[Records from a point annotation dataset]
┄┄┄┄┄┄┄┄┄┄┄┄┄┄┄┄┄┄┄┄

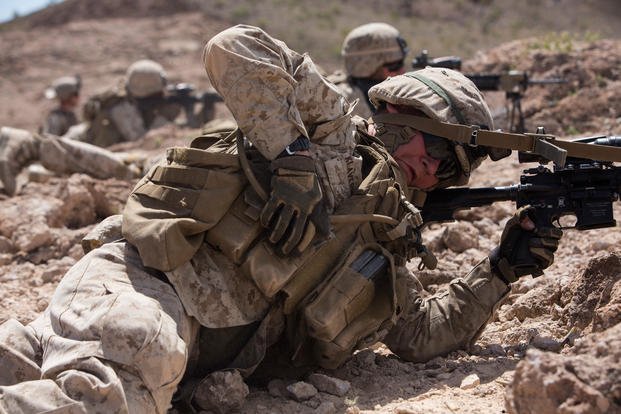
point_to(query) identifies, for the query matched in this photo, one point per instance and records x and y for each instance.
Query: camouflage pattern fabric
(352, 94)
(276, 95)
(449, 320)
(59, 121)
(66, 156)
(115, 339)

┄┄┄┄┄┄┄┄┄┄┄┄┄┄┄┄┄┄┄┄

§ YOUR INSTRUCTIONS:
Could you reproduce every line of the records above word for word, leaving out the pictures?

§ WRITTEN RESPONSE:
point_to(query) identifies, for the query matched in this photo, one point per instance and records x and y for each instance.
Query: camouflage pattern fabric
(352, 94)
(276, 95)
(449, 320)
(59, 121)
(66, 156)
(115, 339)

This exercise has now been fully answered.